Material supplied start

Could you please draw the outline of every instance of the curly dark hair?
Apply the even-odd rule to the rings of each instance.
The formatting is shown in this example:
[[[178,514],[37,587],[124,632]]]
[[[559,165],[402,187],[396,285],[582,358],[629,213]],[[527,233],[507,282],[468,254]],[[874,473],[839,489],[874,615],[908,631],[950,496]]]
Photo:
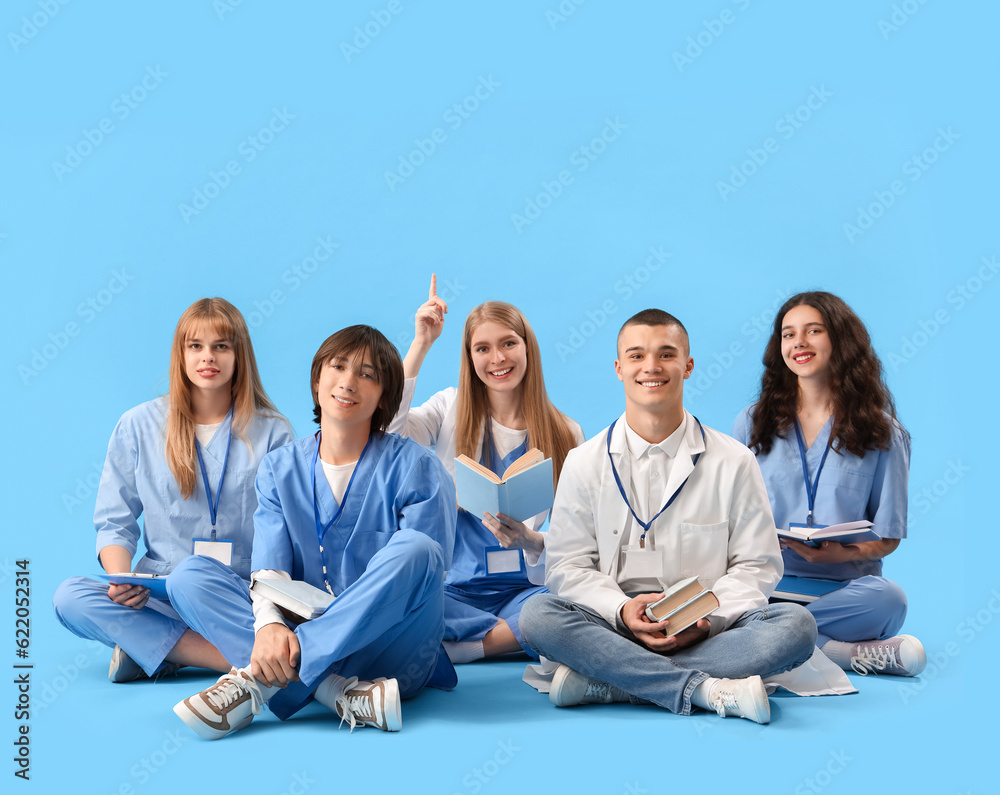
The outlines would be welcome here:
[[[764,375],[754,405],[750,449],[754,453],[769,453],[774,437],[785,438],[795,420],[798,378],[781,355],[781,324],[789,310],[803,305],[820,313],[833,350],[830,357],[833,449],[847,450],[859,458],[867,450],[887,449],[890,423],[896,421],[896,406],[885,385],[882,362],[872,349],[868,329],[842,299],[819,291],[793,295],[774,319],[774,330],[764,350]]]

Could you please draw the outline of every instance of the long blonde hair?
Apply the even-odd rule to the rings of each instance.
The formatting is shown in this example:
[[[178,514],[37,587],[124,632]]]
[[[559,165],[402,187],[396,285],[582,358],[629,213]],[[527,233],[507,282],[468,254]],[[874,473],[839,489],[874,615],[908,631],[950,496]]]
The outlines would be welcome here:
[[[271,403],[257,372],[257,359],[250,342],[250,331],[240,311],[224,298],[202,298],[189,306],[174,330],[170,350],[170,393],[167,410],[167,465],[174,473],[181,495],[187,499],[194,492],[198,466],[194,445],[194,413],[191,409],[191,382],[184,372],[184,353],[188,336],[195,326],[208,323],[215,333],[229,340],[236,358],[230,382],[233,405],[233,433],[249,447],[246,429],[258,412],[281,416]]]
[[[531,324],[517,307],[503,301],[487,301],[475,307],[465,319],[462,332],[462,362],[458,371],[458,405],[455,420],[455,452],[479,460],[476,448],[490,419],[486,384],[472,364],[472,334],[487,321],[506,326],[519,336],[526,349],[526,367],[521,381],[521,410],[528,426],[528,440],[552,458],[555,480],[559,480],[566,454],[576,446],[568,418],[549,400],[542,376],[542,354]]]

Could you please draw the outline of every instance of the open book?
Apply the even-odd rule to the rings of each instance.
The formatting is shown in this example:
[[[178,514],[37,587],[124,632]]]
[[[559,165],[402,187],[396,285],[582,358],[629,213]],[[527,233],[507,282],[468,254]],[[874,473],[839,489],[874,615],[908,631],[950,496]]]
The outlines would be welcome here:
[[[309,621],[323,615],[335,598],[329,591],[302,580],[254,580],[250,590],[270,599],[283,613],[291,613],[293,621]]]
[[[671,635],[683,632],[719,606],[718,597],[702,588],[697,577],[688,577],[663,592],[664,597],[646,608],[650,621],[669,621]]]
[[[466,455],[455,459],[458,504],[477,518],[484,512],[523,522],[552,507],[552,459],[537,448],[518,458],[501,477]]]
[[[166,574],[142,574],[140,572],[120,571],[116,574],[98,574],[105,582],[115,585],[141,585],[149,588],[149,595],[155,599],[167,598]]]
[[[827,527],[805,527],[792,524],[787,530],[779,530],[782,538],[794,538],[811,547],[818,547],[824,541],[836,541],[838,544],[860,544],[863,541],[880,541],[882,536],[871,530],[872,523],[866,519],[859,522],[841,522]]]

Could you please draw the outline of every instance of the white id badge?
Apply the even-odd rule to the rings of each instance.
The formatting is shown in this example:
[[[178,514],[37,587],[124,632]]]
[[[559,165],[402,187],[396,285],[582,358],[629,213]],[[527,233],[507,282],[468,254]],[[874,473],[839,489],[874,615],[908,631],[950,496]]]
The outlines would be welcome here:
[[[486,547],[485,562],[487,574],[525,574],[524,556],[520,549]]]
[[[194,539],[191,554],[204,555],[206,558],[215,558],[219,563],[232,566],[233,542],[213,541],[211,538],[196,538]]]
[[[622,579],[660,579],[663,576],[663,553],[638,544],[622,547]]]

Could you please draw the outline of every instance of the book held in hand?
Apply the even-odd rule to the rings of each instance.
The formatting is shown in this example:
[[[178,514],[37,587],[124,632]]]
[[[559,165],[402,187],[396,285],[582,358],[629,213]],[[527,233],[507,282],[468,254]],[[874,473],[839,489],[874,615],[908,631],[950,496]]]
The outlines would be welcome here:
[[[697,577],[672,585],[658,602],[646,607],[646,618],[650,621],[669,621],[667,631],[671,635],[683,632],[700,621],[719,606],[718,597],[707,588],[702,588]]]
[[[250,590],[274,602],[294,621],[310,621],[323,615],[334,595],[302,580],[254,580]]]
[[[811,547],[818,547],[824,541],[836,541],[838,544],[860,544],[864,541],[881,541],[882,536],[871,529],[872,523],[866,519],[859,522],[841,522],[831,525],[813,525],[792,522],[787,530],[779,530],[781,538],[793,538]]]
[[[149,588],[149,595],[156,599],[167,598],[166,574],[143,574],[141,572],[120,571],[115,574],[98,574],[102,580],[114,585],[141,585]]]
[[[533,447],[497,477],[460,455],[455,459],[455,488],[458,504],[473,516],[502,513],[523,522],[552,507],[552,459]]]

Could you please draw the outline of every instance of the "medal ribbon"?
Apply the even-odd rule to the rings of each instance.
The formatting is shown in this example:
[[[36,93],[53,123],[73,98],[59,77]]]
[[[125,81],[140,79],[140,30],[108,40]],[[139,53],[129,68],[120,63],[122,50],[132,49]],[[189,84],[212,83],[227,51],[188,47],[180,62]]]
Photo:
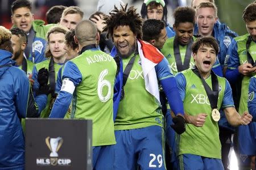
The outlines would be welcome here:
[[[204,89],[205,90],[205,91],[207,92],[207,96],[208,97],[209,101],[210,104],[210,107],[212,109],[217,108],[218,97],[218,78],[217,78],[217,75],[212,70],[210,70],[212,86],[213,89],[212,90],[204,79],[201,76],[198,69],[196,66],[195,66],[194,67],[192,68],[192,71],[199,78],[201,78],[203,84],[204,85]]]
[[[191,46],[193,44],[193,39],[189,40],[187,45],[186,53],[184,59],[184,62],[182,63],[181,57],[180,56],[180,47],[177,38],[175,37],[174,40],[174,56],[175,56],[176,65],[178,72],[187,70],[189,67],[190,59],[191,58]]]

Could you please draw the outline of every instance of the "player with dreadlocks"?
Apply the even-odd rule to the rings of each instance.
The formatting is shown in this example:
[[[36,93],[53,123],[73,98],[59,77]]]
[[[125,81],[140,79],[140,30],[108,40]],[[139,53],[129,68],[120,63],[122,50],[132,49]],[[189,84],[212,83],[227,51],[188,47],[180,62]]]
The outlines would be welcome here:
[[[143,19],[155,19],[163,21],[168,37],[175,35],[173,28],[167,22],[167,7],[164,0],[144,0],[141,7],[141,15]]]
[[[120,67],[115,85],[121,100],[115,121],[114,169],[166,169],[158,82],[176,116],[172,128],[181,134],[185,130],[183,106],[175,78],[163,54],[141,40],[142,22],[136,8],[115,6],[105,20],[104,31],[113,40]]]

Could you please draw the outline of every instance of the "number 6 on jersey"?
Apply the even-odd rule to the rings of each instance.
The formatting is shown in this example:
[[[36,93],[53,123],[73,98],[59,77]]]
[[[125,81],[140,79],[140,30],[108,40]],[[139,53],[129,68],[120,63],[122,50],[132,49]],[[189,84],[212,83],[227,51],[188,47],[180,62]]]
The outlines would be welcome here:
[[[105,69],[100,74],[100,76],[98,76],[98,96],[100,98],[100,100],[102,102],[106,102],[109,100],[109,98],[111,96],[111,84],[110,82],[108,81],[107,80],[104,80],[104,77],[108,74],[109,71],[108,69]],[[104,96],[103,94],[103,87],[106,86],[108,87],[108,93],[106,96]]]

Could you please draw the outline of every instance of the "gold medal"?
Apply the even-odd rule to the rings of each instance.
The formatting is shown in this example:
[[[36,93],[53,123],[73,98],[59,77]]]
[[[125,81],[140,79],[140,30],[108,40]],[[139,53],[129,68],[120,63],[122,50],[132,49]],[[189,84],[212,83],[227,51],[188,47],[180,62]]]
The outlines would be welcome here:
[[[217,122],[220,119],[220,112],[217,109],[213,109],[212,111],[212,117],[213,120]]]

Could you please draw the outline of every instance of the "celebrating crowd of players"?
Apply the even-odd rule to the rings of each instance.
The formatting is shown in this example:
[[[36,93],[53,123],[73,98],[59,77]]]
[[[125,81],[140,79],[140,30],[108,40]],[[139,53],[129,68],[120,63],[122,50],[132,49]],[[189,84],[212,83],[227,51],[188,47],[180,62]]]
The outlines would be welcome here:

Material supplied end
Material supplied start

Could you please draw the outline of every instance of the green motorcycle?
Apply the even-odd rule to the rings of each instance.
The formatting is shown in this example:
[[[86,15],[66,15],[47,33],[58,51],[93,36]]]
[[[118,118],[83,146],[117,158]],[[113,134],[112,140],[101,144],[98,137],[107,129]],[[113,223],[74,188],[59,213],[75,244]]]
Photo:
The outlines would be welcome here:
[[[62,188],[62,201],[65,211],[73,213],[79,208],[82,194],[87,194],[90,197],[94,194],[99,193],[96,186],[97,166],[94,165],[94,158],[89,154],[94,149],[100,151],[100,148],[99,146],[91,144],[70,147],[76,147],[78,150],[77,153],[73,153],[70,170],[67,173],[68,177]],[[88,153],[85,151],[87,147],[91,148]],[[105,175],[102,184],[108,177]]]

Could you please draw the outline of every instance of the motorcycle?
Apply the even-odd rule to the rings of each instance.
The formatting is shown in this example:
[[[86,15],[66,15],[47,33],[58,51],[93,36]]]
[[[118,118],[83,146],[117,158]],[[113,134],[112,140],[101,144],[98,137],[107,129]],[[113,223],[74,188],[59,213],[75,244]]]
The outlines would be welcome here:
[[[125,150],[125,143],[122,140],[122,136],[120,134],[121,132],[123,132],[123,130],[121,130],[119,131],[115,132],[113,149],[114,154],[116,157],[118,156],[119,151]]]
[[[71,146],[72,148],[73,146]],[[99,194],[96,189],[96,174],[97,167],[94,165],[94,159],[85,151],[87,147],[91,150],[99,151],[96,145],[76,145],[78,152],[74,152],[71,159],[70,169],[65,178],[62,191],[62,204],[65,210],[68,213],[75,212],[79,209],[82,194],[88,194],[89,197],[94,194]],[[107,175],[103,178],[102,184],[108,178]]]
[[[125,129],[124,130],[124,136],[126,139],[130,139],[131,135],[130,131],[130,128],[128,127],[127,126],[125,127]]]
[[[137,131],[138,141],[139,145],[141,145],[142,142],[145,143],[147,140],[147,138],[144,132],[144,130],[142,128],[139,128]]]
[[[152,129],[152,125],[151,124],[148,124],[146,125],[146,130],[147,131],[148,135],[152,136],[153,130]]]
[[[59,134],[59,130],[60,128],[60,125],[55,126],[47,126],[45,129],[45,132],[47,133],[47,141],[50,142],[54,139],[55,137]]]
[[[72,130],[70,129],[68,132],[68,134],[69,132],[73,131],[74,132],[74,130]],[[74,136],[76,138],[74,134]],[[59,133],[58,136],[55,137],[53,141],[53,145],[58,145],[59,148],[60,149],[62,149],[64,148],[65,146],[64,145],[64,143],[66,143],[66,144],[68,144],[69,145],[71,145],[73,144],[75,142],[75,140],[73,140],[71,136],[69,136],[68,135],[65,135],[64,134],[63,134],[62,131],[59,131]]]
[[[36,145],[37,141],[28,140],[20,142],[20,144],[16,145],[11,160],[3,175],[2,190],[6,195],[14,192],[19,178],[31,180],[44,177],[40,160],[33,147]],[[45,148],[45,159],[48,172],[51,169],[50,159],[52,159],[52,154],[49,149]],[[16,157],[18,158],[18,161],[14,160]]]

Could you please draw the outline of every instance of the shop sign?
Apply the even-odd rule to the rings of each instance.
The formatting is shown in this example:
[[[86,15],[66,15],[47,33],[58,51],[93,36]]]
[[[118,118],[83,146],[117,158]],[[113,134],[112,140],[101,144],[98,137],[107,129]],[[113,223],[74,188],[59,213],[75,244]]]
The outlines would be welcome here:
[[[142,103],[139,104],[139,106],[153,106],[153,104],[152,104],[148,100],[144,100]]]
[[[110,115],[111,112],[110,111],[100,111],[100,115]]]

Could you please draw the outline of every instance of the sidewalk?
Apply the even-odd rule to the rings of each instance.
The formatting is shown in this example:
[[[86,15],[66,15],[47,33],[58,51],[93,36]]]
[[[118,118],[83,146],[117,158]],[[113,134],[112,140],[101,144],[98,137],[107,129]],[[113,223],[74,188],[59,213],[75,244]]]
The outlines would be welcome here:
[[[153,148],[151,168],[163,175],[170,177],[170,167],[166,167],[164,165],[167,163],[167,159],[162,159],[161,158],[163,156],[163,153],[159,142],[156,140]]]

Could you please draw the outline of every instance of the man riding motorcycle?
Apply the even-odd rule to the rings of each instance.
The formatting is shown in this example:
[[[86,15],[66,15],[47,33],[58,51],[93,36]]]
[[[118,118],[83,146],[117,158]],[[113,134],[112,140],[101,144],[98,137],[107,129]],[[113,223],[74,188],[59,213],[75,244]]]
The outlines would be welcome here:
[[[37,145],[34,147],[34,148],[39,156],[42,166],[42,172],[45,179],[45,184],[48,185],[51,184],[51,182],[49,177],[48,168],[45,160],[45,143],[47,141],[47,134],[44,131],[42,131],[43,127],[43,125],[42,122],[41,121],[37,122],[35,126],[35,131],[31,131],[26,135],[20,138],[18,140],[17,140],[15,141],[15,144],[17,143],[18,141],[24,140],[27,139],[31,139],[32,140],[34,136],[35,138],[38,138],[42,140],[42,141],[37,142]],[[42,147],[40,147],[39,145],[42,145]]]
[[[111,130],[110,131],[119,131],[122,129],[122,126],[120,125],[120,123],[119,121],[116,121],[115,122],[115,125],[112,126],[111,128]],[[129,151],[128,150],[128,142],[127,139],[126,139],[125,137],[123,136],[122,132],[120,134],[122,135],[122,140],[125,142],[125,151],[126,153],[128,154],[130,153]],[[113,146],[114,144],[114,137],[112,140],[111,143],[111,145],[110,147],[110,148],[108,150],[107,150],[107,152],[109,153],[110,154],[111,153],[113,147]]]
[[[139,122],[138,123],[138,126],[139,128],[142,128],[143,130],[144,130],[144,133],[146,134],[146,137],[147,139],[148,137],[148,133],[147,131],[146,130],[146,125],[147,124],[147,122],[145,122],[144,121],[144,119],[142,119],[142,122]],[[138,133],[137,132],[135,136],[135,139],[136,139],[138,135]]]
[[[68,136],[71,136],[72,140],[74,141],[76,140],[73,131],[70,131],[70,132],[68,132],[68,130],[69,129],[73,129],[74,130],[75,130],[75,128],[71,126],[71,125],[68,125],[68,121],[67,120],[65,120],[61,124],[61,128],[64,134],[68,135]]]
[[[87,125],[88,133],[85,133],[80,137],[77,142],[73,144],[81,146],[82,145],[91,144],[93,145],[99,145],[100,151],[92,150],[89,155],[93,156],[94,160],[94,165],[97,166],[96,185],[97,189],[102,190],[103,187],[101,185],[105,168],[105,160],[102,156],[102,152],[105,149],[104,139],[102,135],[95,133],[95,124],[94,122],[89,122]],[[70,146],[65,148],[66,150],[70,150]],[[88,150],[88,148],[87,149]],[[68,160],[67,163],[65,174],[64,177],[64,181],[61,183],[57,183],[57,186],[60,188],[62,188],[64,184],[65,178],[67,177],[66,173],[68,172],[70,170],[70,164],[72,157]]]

Material supplied end

(What you are asked to do): Report every line of the listing that contains the word "book", copying each such line in full.

(Final result):
Could you please draw the outline of every instance of the open book?
Could you please draw the outline of every instance of the book held in hand?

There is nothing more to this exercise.